**WHAT YOU HAVE TO DO:**
Render every line of the data below as a JSON list of strings, one string per line, omitting blank lines.

___ TASK DATA

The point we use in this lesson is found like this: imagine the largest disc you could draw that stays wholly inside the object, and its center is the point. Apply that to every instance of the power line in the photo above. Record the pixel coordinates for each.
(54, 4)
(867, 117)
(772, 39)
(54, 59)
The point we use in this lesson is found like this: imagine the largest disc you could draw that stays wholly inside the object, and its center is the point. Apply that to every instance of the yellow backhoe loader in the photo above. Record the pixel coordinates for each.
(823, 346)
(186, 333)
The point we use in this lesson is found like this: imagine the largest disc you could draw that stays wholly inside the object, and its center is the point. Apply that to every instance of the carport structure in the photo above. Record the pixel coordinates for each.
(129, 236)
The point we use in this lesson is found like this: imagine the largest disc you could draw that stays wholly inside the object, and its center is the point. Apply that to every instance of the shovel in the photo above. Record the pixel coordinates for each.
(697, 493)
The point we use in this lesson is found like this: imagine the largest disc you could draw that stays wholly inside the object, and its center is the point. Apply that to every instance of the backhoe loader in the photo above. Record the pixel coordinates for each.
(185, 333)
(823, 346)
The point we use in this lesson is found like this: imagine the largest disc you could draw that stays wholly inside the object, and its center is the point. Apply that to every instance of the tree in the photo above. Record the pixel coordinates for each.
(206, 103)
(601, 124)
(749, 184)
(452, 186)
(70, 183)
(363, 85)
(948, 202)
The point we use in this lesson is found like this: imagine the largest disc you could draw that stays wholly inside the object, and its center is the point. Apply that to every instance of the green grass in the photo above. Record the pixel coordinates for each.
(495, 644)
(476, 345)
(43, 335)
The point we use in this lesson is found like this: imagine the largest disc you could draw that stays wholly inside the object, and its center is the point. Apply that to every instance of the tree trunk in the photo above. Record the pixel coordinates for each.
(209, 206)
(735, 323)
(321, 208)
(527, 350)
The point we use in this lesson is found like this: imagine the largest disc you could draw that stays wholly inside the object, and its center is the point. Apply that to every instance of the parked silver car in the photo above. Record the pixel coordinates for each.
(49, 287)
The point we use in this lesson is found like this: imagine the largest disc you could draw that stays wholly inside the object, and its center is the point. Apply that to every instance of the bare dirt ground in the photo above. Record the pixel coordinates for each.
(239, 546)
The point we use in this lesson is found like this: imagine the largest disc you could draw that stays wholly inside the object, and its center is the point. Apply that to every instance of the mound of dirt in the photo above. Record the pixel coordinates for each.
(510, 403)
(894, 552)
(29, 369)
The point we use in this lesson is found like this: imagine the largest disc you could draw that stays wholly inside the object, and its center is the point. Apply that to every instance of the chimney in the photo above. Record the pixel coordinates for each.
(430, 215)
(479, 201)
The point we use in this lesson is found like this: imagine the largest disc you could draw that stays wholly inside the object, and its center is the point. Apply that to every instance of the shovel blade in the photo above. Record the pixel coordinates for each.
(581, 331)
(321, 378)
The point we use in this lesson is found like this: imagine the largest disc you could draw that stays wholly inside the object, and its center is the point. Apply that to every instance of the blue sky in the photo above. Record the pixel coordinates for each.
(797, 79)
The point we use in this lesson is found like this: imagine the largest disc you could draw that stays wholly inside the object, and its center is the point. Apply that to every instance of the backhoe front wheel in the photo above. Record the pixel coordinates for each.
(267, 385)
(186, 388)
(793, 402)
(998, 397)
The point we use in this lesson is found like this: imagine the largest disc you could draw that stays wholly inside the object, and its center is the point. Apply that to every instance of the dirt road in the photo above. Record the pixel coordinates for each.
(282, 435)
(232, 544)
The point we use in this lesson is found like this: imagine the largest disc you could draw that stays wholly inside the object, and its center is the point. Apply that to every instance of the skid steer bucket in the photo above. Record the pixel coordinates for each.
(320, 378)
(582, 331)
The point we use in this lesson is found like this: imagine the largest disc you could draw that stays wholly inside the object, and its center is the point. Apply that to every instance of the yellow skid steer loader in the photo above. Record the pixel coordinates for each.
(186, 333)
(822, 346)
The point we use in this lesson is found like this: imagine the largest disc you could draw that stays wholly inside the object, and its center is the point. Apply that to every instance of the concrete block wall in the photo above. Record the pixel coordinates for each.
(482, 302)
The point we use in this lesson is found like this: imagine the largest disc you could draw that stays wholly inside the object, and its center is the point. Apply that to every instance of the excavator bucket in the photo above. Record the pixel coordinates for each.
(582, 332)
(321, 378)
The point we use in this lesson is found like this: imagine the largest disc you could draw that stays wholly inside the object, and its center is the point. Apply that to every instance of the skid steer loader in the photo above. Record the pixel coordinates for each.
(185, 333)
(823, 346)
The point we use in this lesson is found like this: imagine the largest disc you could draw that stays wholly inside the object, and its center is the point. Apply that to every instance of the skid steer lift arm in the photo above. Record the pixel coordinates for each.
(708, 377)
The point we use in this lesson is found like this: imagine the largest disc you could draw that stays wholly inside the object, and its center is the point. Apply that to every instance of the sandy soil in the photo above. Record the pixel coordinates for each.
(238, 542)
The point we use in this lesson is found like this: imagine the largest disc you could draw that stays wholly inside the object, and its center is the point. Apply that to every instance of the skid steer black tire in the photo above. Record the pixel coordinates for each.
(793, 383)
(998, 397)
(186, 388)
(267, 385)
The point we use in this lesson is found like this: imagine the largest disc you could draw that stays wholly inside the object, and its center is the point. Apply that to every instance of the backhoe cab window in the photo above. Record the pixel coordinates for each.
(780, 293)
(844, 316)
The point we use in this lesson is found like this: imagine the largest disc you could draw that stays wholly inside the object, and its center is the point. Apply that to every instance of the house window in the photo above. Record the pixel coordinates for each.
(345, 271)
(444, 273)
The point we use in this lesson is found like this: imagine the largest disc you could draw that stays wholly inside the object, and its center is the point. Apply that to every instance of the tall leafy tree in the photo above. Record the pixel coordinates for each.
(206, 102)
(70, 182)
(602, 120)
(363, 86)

______

**RESPONSE:**
[
  "The point we use in this lesson is found like this: imagine the largest disc you could draw that stays wholly inside the object, and its center is the point. Apply that to every instance of the power line in the photo above. Record the pixel coordinates for each.",
  "(54, 4)",
  "(867, 117)",
  "(772, 39)",
  "(54, 59)",
  "The point we use in this lesson is found like this: imagine the largest disc you could draw that stays wholly inside the object, and its center is the point. Apply that to every instance of the yellow backhoe loader in the photo above. Record the pixel coordinates for each.",
  "(823, 346)",
  "(186, 333)",
  "The point we use in this lesson is found like this: imagine the largest disc you could draw that stays wholly inside the object, and its center is the point. Apply that to every instance of the carport structure in the photo above. Record the pixel coordinates for each.",
  "(129, 236)",
  "The point we use in this lesson is found like this: imagine the largest disc you could draw that stays wholly inside the object, and its center is the point. Apply that to every instance of the shovel in the photo above. Record the pixel coordinates for each.",
  "(697, 493)",
  "The point we use in this lesson is found like this: imagine the largest disc you could draw that stays wholly inside the object, and its center is the point. Apply that to every instance of the backhoe loader in the photo above. Record the pixel coordinates for each.",
  "(185, 333)",
  "(823, 346)",
  "The point we use in this lesson is found like this: imagine the largest disc you could draw that stays wholly inside the object, and its center is the point. Apply that to every instance of the tree in the photo above. Record the pixel coordinates for each.",
  "(206, 103)",
  "(601, 124)",
  "(749, 184)",
  "(452, 186)",
  "(70, 183)",
  "(363, 85)",
  "(948, 202)",
  "The point we use in this lesson is found like this: imagine the largest disc you could draw that stays wholly inside the object, and its center is the point. Apply that to every instance of the green grass in the photo above. Record the pixel coordinates for each.",
  "(495, 644)",
  "(476, 345)",
  "(43, 335)",
  "The point we use in this lesson is found like this: imagine the largest disc you could draw that stays wholly inside the object, and its center is the point. Apply that to every instance of the tree trunk in the photo above. Record the pixel coordinates for each.",
  "(209, 206)",
  "(735, 323)",
  "(321, 208)",
  "(527, 350)",
  "The point we use in this lesson is found like this: imagine the largest disc you could draw that stays wholly inside the object, and its center is the point. Apply that to every instance of the parked silver car in the photo above. Record the pixel coordinates for each.",
  "(49, 287)",
  "The point we use in this lesson is found like this: imagine the largest disc you could draw that stays wholly inside the object, and its center is the point. Apply that to every instance of the bare dirt ground in the photo above. Record the pixel coordinates for each.",
  "(239, 546)",
  "The point we use in this lesson is found like this: imagine the largest disc you could draw that stays wholly inside the object, and its center is the point. Apply that to every instance of the mound of dirt in the photo above. Record the pixel coordinates for each.",
  "(510, 403)",
  "(894, 552)",
  "(29, 369)",
  "The point we use in this lesson is found like this: imagine the largest disc you could draw that stays wholly inside the object, and its center is the point. Apply that to every instance of the chimney in the photo above. Record the pixel coordinates for each.",
  "(430, 215)",
  "(479, 201)",
  "The point we use in this lesson is found like this: imagine the largest disc you could draw that stays wholly inside the object, and its center is the point. Apply that to every instance of the shovel blade in the photo above. Record the pixel coordinates for each.",
  "(581, 331)",
  "(321, 378)",
  "The point we use in this lesson is found like this: imagine the largest disc you could draw that stays wholly inside the object, and its center is the point. Apply that to every instance of the blue sky in the photo above. Record the pixel coordinates for each.",
  "(797, 79)",
  "The point we use in this lesson is found like this: imagine the largest disc you could draw that stays wholly inside the object, and its center is the point. Apply that to every instance of the backhoe front wheel in the photo above. Record the pixel coordinates for each.",
  "(267, 385)",
  "(186, 388)",
  "(793, 402)",
  "(998, 397)",
  "The point we use in this lesson is found like this: imagine the largest disc you could draw that stays wholly inside the object, and its center is the point. Apply that to every instance of the dirt road in the photo above. Record the pixel coordinates for each.",
  "(282, 435)",
  "(232, 544)",
  "The point we use in this lesson is found like this: imagine the largest disc you could draw that stays wholly inside the object, and its center is the point. Apply that to every instance of the skid steer bucket in the photo above. Record the pixel coordinates for each.",
  "(320, 378)",
  "(582, 331)",
  "The point we use in this lesson is found like this: imagine the largest disc you could draw that stays wholly inside the object, and its center is the point. Apply that to every instance of the yellow skid steer loader in the photo above. Record the pixel coordinates for each.",
  "(186, 333)",
  "(822, 346)",
  "The point we use in this lesson is found like this: imagine the largest disc you could draw that stays wholly inside the object, and its center is the point. Apply that to every instance of the concrete block wall in the photo above. Record the pixel coordinates for each.",
  "(482, 302)",
  "The point we use in this lesson is found like this: imagine the largest disc you could draw that stays wholly inside the object, and its center is the point. Apply that to every instance of the excavator bucket in the photo above. Record the pixel coordinates for each.",
  "(582, 332)",
  "(321, 378)",
  "The point we use in this lesson is found like this: imagine the largest disc you could draw that stays wholly inside the object, and its center is the point. Apply that to every instance of the skid steer loader in the photo above. Record the pixel coordinates for each.",
  "(185, 333)",
  "(823, 346)",
  "The point we use in this lesson is found like this: imagine the largest disc you could draw that stays wholly inside the object, and its center is the point. Apply that to every instance of the skid steer lift arm in the photo above. Record the pixel coordinates for each.",
  "(708, 377)",
  "The point we use in this lesson is found like this: imagine the largest disc you could draw that stays wholly inside the object, and its center is the point. Apply that to every instance of the sandy soil in the photo above. Record the pixel coordinates for each.",
  "(238, 542)",
  "The point we use in this lesson is found like this: imagine the largest disc you could draw that stays wholly inside the object, and its center is the point. Apply that to every instance of the skid steer black tire in the photo above. Record the pixel coordinates for each.",
  "(793, 383)",
  "(998, 397)",
  "(186, 388)",
  "(267, 385)",
  "The point we use in this lesson is found like this: imagine the largest disc you could draw that stays wholly inside the object, and its center is the point. Apply that to every instance of the backhoe cab window in the photo above. Record the pixel coordinates for each.",
  "(780, 293)",
  "(844, 316)",
  "The point we use in this lesson is found like this: imagine the largest disc you could draw that stays wholly inside the object, and its center is the point. Apply that to every instance of the house window in the photo above. Record the pixel coordinates for each.",
  "(345, 271)",
  "(444, 273)",
  "The point we use in this lesson is found like this: imagine the largest disc you could draw that stays wholly inside the object, and its center is the point. Apply that to every instance of the tall leafy tree in the photo above. Record the pixel coordinates for each.",
  "(206, 102)",
  "(70, 182)",
  "(602, 120)",
  "(363, 86)"
]